- **EXTRACTED TEXT**
A cheap way to be able to choose the scaling factor would be a good way to adapt to input instead of the user providing a fixed blocksize list.

It also shows that some input may benefit from holes in the blocksizes chosen particularly in the upper range, ie 1,2,3,4,8 may perform only slightly worse than 1,2,3,4,5,6,7,8 for half the effort, but notably more efficient than 1,2,3,4[,5,6] for some input. You'd have holes to account for a signal not being even throughout, the majority of the track would be covered by 1,2,3,4 with the quieter/ambient parts covered by 8.

You could get really fancy and detect when a signal changes and adapt the set of blocksizes on the fly, but that is approaching proper signal analysis and it's likely that using the signal directly rather than ham-fisted frame-size-brute-force is the way to go when you get that deep.

Re: Multithreading

Reply #37
@ktf : since I totally suck at reading code, I'm thinking-aloud stupid questions about the subdivide_tukey or something similar to it
I really don't think those are usable for analysing whether a block should be split up. I think a completely new algorithm is needed to determine where to split up blocks.

Maybe not. It is a long shot.

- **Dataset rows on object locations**
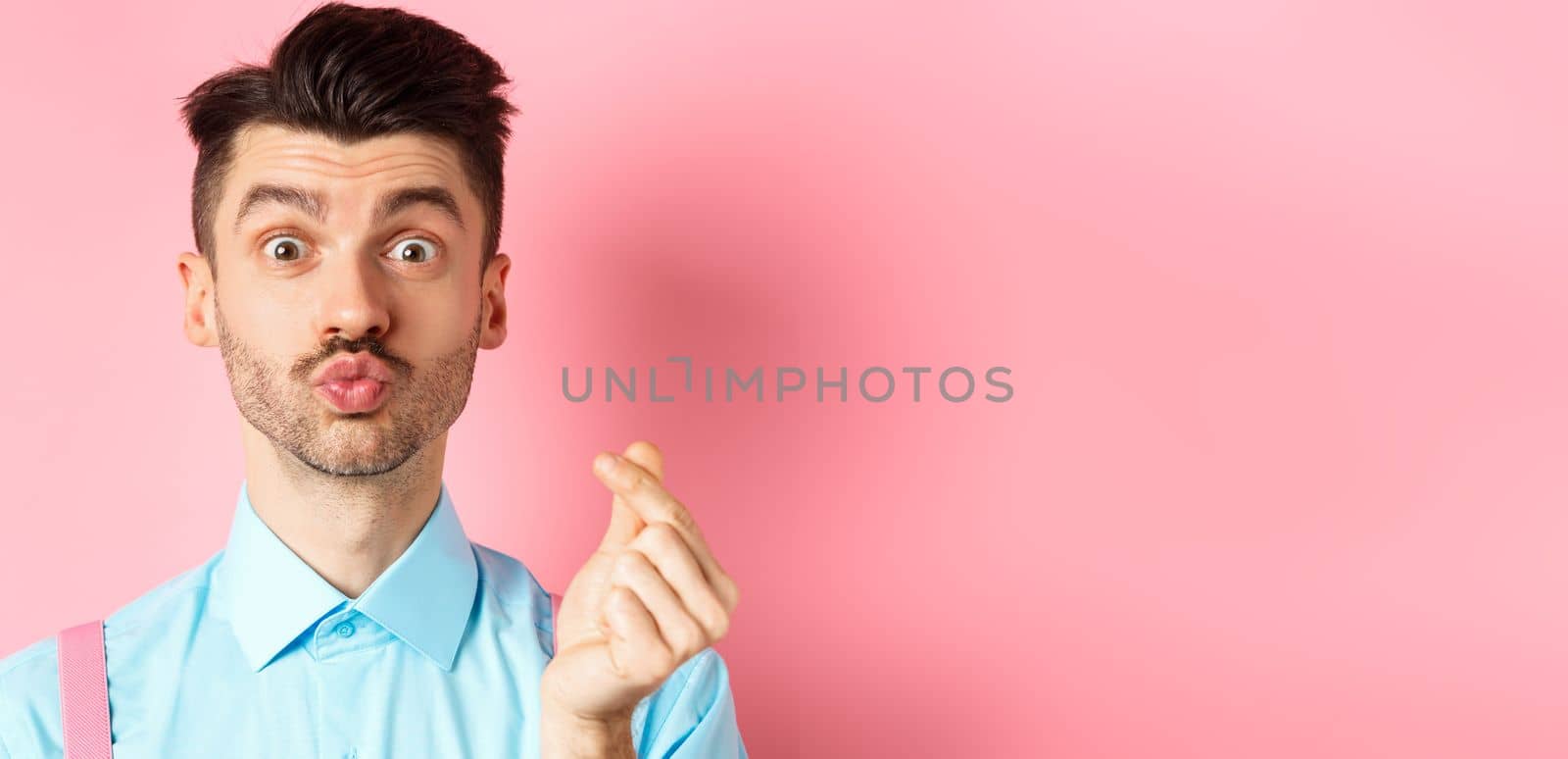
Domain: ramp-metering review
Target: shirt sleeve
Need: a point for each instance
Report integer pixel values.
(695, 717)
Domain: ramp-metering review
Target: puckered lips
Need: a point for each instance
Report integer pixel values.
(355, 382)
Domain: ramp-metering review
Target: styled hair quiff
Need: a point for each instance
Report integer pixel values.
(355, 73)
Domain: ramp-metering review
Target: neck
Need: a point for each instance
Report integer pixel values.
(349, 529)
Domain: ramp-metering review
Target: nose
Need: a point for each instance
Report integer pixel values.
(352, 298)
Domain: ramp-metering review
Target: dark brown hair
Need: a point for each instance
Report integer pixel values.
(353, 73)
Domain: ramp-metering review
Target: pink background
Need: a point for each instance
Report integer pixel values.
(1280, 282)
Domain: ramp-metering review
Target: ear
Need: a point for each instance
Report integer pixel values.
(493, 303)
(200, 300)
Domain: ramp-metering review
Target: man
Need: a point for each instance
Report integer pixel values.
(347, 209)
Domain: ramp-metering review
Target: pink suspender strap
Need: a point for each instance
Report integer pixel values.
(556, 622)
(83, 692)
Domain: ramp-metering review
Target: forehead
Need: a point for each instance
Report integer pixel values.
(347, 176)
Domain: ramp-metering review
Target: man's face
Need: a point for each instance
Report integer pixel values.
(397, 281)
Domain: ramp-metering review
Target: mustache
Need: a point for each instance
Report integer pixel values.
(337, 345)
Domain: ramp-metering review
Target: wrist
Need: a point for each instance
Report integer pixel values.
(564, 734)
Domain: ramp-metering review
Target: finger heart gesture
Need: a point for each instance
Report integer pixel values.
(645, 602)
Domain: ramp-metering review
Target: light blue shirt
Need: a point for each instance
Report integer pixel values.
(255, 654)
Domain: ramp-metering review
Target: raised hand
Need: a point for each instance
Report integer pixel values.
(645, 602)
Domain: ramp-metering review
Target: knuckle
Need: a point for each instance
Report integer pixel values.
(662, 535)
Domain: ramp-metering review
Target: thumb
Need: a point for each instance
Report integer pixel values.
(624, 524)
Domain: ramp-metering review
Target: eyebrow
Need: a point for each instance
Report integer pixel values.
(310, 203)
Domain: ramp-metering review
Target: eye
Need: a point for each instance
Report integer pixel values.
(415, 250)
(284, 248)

* * *

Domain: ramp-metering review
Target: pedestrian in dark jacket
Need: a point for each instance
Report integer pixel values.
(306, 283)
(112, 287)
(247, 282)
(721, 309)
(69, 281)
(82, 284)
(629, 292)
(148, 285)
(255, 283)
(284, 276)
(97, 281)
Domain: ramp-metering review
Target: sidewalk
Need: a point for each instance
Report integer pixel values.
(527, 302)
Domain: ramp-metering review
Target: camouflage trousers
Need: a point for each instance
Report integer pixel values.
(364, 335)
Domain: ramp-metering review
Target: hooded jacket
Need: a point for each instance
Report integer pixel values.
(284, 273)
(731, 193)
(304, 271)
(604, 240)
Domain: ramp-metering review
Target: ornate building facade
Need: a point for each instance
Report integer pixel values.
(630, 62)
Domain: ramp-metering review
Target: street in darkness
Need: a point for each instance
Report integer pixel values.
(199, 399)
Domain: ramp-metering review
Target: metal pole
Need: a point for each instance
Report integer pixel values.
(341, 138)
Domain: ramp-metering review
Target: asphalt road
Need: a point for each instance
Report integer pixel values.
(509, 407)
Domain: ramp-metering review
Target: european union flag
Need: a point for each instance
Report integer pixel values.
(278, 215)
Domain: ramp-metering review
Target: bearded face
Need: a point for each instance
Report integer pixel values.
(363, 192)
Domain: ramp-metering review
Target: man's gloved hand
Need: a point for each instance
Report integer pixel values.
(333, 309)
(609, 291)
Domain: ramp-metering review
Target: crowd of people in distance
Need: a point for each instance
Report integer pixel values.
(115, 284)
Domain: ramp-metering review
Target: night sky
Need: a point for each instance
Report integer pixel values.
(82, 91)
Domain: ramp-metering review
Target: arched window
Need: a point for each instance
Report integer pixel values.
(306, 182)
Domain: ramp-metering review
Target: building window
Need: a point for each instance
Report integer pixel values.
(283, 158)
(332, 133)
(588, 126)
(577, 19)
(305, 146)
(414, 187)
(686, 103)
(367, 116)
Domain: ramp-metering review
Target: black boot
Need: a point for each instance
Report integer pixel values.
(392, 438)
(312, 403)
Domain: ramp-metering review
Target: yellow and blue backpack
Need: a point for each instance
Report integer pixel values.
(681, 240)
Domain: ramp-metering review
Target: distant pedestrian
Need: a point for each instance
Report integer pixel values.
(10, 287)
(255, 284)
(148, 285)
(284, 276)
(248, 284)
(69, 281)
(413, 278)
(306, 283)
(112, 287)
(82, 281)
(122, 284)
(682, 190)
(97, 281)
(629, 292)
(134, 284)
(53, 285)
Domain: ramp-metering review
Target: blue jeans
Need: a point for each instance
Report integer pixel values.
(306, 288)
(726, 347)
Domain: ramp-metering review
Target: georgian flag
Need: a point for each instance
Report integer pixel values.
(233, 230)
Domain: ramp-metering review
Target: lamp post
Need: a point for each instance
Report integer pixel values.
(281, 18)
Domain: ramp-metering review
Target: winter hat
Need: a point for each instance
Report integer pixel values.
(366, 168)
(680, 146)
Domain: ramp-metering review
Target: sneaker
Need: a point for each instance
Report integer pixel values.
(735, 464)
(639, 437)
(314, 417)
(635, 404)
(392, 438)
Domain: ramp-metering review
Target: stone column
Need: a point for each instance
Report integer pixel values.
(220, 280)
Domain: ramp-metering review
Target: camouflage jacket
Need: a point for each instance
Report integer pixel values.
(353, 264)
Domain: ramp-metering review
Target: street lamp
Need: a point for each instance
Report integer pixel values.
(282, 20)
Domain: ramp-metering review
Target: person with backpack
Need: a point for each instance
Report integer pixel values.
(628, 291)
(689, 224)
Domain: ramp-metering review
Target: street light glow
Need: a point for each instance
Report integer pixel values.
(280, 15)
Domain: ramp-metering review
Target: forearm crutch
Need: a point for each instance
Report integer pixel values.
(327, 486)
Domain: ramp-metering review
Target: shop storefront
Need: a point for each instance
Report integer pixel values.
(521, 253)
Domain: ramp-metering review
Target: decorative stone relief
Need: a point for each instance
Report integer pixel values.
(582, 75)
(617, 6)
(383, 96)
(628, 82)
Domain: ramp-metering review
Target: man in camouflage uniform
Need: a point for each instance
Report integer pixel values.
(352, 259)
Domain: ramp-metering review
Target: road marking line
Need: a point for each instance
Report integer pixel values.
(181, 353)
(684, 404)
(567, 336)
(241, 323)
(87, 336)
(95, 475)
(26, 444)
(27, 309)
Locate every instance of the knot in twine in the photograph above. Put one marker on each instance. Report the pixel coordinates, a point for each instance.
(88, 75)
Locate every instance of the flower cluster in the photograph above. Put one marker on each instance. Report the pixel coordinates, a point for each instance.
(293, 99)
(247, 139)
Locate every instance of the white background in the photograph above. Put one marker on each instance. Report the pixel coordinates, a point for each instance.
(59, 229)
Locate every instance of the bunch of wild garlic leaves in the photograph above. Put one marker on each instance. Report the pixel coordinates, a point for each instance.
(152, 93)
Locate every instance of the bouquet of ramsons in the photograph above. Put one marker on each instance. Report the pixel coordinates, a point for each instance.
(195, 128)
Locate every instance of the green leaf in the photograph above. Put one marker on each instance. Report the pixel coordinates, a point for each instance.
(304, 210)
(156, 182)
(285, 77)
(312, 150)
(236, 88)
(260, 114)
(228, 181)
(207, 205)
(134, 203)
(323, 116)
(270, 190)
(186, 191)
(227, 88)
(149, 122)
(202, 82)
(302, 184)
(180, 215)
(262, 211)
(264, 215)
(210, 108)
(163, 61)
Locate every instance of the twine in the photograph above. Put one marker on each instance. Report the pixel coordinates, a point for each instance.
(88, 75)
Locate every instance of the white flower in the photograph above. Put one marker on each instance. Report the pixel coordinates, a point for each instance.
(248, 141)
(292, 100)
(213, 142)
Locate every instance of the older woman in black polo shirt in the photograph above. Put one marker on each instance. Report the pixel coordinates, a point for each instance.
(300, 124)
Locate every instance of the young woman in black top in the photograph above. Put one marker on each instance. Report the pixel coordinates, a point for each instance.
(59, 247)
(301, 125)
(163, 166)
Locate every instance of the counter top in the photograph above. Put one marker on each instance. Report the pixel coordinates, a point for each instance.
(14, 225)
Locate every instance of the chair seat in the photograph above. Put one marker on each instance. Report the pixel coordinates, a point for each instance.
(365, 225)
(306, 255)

==

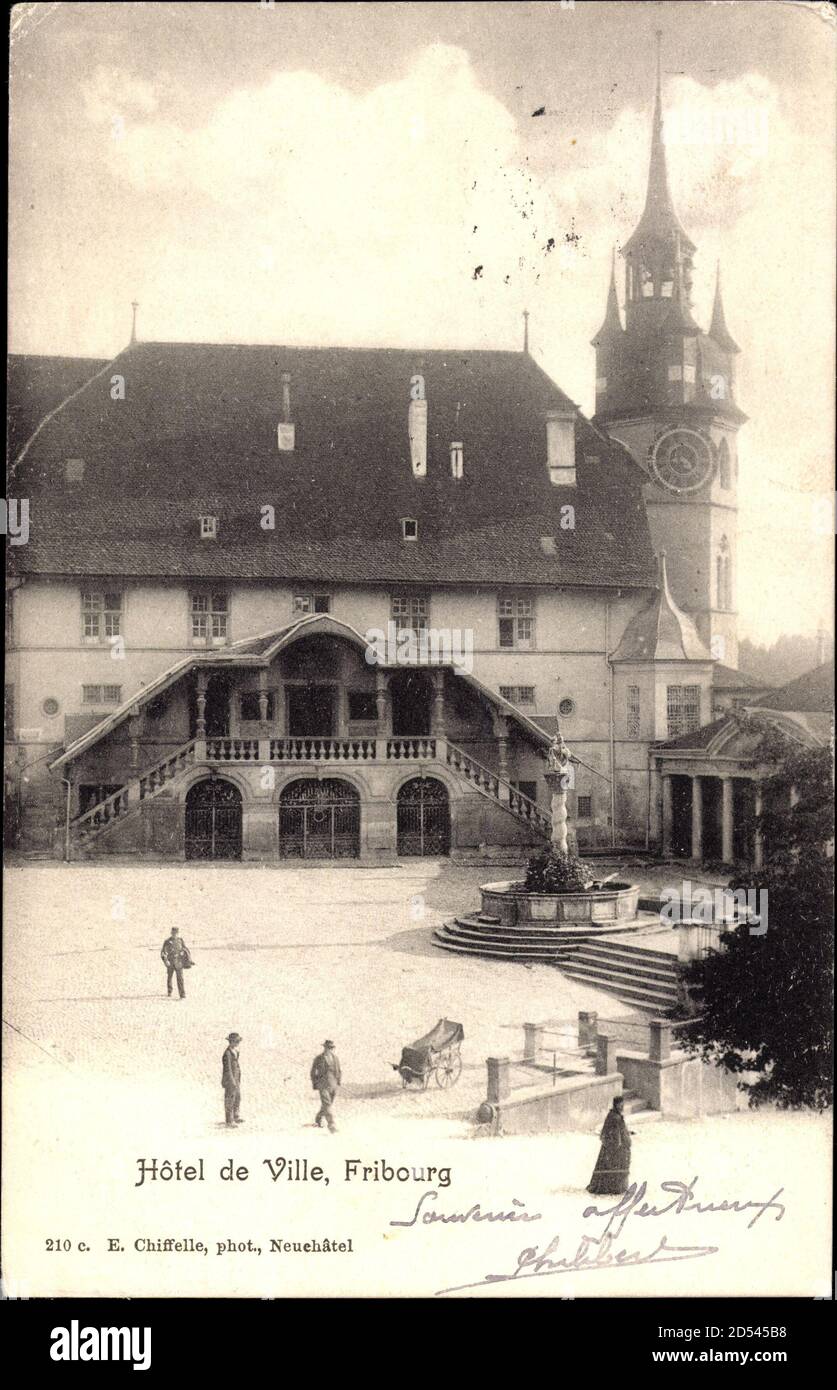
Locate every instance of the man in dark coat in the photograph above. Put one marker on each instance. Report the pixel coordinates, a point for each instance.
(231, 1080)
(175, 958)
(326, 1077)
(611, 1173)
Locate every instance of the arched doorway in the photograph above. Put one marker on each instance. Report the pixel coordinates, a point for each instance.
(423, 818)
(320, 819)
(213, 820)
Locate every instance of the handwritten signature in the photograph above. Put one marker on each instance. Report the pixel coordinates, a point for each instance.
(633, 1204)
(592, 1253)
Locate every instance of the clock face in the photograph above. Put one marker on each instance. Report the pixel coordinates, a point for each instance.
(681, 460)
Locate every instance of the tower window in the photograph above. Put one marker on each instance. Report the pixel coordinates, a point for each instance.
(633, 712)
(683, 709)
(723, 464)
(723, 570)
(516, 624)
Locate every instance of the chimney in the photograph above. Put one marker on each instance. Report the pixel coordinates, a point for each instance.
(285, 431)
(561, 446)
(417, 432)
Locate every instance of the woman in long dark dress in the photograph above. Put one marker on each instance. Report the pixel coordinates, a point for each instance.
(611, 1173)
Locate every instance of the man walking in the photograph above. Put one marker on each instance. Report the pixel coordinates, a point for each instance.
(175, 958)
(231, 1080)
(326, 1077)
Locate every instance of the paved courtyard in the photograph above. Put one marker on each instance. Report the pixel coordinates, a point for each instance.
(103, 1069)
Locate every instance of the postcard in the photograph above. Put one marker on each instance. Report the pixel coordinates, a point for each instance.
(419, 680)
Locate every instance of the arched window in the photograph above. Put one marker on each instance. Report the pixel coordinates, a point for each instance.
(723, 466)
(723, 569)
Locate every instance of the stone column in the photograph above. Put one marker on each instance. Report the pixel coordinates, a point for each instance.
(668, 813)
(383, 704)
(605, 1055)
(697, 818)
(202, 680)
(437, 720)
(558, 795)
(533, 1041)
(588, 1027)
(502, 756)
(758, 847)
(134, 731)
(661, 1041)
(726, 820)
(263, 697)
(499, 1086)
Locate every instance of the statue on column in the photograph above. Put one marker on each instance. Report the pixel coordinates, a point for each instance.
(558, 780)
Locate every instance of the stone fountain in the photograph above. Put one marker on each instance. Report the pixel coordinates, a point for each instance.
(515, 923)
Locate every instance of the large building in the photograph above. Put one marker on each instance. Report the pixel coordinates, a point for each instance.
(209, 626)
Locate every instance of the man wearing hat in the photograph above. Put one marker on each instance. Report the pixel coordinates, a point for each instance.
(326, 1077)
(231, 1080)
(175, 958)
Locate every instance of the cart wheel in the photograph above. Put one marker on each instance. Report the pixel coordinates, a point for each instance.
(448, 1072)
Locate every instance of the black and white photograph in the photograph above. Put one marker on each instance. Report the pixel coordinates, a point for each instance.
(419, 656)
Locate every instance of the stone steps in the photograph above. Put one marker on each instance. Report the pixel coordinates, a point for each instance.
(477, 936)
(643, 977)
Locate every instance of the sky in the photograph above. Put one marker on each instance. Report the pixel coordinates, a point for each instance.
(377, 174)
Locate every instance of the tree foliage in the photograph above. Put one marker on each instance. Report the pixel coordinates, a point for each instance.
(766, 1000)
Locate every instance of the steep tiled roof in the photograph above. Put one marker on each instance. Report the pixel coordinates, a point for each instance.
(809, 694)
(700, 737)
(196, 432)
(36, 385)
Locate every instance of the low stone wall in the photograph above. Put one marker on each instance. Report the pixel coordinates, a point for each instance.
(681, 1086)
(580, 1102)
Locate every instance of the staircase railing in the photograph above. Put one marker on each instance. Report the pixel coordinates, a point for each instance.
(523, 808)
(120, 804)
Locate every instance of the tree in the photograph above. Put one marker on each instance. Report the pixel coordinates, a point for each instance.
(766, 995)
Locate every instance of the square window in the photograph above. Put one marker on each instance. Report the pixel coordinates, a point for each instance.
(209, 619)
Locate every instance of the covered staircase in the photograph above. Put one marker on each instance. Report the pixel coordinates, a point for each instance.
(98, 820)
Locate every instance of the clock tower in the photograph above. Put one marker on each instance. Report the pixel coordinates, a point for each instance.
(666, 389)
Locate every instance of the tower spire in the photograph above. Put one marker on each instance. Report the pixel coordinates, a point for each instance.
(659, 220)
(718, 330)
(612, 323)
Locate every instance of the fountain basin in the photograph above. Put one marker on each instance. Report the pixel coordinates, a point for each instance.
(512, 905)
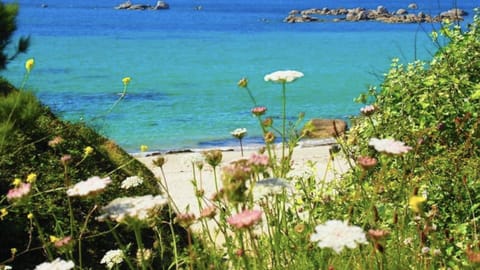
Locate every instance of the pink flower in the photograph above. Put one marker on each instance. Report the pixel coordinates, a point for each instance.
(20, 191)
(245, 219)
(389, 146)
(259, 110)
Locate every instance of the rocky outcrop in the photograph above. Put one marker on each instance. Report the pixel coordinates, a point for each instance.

- **TASK SET**
1. Repeat the passage of the forum thread on block sizes starting at "You could get" and ending at "get that deep.".
2. Find each line in the rows that contains the string "window" and copy it out in full. Case counts.

- **EXERCISE RESULTS**
1.
You could get really fancy and detect when a signal changes and adapt the set of blocksizes on the fly, but that is approaching proper signal analysis and it's likely that using the signal directly rather than ham-fisted frame-size-brute-force is the way to go when you get that deep.

2.
Target: arched window
Target: building window
Locate every instance of the tower window in the photograph above. Put one marker on each instance. Report the pixel coordinates, a point for each instance.
Locate every instance of the arched window in the photograph above. Put one marker on each instance. Report the pixel coordinates, a point for each instance.
Locate every instance of the square window in the photograph above. Put one marker on each instance. Report the pixel coordinates, a point for each instance.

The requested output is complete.